Could you pick up the aquatic plant forum thread below right after its last sentence and keep it going?

— TEXT EXCERPT —

● ● ● ●

You didn't intrude after all! All CTians are welcome  Hope we could meet you in person on our next plant club meeting in July... Welcome to APC!


----------



## LiveHumanSkeleton (Jun 25, 2010)

Thank you for the warm welcome Khanzer22! I will be sure to look into the plant club activities as I become acclimated to APC.


----------



## asukawashere (Mar 11, 2009)

Hey Bruno! Welcome to APC... now we need to get you a fishtank. Go shopping at tag sales, find a nice-looking used one and I'll help you set it up. Then you can come prowling around the state for plantey things for it with the rest of our merry band of aquatic plant nuts.

Was worried about whether you got hit badly by the storm, and looked up the area with the tornado on the map, apparently it's clear on the other side of Bpt. from you. Good to hear nothing terrible happened at your place, though  Was trying to send you an email to see if you were okay, but SHU's email server is down (probably for the same reason as everything else).

● ● ● ●

— RECORD EXCERPTS —

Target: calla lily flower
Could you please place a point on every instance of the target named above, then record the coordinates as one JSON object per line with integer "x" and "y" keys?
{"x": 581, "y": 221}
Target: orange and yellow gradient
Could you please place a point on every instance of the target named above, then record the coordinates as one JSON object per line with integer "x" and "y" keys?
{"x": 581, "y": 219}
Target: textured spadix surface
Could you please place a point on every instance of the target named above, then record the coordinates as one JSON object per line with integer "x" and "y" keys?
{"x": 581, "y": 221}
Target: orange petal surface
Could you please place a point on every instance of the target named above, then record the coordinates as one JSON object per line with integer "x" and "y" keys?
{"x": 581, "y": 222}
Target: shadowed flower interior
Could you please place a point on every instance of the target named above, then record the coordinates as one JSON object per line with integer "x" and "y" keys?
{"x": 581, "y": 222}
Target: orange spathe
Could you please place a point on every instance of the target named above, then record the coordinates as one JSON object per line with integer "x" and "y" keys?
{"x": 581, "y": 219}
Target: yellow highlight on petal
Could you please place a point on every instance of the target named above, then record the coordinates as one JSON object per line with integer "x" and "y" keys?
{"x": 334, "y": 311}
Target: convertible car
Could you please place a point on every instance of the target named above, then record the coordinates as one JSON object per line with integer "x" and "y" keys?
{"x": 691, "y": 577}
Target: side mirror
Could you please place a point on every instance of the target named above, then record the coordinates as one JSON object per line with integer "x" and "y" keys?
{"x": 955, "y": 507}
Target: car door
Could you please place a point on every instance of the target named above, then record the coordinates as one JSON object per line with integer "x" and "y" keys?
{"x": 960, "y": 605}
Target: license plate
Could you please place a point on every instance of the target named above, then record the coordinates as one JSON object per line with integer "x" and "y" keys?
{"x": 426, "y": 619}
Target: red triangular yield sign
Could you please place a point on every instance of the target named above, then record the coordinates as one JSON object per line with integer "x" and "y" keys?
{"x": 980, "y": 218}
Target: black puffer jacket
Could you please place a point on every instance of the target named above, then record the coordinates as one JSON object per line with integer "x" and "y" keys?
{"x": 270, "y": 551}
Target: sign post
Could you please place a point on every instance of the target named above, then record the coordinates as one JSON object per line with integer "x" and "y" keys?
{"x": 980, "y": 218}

● ● ● ●

— REPLY —
---------

Aaaand, in general news, my new light is now set up over the guppy tank. Now I just need to cross my fingers and hope the Ludwigia 'Cuba' likes it. Also need to cross fingers and hope I set the digital timer correctly. Shifted the old light from that tank on top of the endlers' tank, and hauled a 96w, 10,000k PC fixture from storage for the 29gal with the plecos & sparkling gouramies (it'll eventually go over the 4gal bow when I set that up, but in the mean time, I figure it'll give the 29 a little boost in lighting... maybe by then I'll have a 30" light to stick over that tank. I stuck a little jar with some emersed stems of Kawag' under the 6" overhang of the light :mrgreen: figured I'd get some mileage out of it.

Dad pointed out today that from the neighbors' houses, it probably looks like we're growing pot in the basement or something, lol. A bunch of bright plant lights on at weird hours of the day, cars driving up and taking off a few hours later, weird girl bringing little baggies of plants in and out all the time.... yeah. Nothing suspicious about that. Oh well. At least we know if they call the cops, they won't find anything illicit. After all, marijuana is useless - it doesn't grow aquatically! :mrgreen:


----------



## LiveHumanSkeleton (Jun 25, 2010)

Amanda, you may not recall but I already own 20 plus year old 10 gallon tank that I unfortunately kept goldfish in. You scorned me for that bit of idiocy and I probably would have deserved it if I wasn't only a kid and didn't know any better. 

I am not sure how sincere you are about assisting me with the tank set up because it's going to be a pain. I have a possibly functioning filter, cover with fluorescent light, plastic plants, and substrate which consists of a myriad of cheap pebbles and marbles.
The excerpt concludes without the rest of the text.